** begin SUPPLIED INFORMATION **

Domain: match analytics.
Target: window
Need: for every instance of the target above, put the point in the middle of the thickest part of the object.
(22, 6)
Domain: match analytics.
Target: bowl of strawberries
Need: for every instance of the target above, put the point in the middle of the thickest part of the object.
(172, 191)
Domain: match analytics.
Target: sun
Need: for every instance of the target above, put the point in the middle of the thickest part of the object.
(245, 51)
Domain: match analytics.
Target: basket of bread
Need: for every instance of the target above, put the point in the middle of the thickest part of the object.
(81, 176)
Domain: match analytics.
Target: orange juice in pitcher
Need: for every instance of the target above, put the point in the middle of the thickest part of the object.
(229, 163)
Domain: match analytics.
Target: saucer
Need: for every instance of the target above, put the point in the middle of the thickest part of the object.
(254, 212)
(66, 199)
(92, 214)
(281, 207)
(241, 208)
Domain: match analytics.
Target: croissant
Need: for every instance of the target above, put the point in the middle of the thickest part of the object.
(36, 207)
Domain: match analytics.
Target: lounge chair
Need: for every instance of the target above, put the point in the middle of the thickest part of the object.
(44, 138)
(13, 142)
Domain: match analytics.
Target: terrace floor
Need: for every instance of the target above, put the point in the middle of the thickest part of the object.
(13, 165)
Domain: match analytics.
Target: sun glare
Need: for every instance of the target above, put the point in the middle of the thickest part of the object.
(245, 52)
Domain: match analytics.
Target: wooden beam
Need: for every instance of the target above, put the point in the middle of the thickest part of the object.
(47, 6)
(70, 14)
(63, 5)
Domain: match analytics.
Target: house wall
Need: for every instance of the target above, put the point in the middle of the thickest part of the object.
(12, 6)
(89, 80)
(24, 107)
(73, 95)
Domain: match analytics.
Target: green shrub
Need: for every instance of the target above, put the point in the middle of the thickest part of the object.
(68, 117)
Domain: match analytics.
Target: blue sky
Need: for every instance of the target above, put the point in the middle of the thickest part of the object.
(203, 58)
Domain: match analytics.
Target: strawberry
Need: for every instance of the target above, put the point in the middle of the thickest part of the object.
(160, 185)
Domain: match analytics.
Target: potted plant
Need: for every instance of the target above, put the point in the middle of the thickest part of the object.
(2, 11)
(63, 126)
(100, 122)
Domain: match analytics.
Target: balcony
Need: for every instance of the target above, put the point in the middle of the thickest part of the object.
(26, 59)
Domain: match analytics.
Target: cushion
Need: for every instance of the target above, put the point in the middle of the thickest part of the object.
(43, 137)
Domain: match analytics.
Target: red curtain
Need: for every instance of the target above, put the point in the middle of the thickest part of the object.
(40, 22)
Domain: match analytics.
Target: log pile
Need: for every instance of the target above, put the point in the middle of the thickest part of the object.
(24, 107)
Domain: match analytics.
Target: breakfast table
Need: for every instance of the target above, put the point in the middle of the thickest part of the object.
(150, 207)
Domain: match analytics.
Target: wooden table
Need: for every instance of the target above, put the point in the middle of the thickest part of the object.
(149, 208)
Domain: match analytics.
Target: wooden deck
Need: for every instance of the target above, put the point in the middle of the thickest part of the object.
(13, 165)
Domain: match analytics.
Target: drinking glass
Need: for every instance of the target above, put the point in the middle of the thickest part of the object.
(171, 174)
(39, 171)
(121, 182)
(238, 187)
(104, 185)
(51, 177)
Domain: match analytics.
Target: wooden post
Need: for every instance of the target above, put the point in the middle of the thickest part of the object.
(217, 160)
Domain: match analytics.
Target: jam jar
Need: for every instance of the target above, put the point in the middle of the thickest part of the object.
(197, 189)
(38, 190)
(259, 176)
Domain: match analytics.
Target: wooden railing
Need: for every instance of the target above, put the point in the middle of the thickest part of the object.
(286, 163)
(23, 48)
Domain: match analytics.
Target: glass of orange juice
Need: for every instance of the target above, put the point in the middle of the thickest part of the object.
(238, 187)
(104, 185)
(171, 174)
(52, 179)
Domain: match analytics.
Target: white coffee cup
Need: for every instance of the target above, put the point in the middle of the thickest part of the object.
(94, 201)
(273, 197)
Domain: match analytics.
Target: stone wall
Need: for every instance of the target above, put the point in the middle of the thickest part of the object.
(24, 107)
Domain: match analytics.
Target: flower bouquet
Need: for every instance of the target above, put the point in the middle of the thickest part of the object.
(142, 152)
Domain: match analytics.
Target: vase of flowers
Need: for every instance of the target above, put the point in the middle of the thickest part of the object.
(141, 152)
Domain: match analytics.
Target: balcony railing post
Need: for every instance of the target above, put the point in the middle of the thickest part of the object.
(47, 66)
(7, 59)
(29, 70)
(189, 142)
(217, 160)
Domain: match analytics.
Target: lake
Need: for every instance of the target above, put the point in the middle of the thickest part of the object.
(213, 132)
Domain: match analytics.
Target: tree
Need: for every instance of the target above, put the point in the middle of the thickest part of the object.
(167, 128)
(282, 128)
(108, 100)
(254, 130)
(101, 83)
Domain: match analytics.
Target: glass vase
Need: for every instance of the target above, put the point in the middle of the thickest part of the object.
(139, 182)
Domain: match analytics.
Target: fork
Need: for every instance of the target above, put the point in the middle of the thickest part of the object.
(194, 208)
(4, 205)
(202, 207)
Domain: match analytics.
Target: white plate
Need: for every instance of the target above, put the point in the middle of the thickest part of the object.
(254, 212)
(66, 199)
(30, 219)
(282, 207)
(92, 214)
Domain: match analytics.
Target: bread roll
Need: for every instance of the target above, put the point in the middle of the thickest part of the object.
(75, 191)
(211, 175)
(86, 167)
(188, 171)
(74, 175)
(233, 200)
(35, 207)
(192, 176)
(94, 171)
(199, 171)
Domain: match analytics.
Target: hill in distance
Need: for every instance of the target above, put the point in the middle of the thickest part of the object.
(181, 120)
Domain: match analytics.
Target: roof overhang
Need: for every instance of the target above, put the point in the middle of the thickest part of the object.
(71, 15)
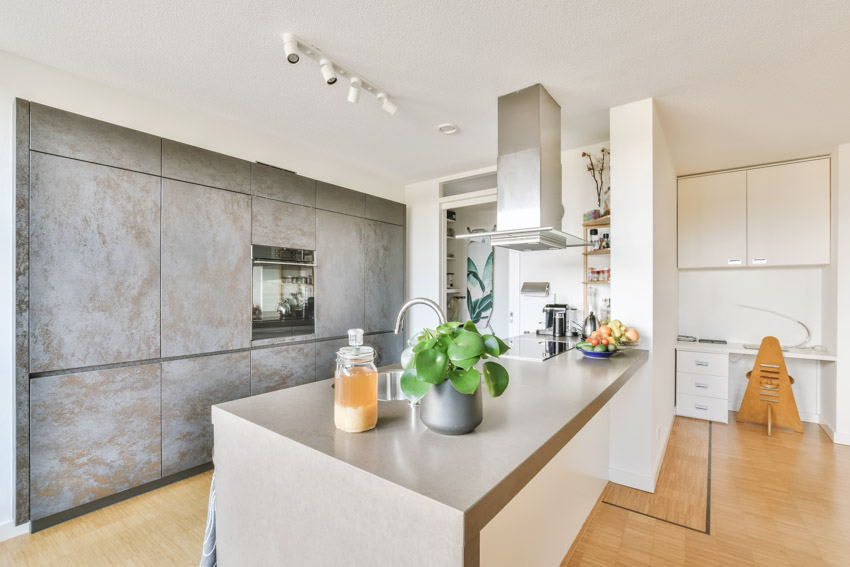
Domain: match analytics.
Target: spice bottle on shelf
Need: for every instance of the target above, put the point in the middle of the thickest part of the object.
(355, 386)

** end SUPPLIED INFORMATION **

CHALLENGE: Give only the number of lines in the rows above that contain the word "vase".

EXERCISE RESPONSE: 2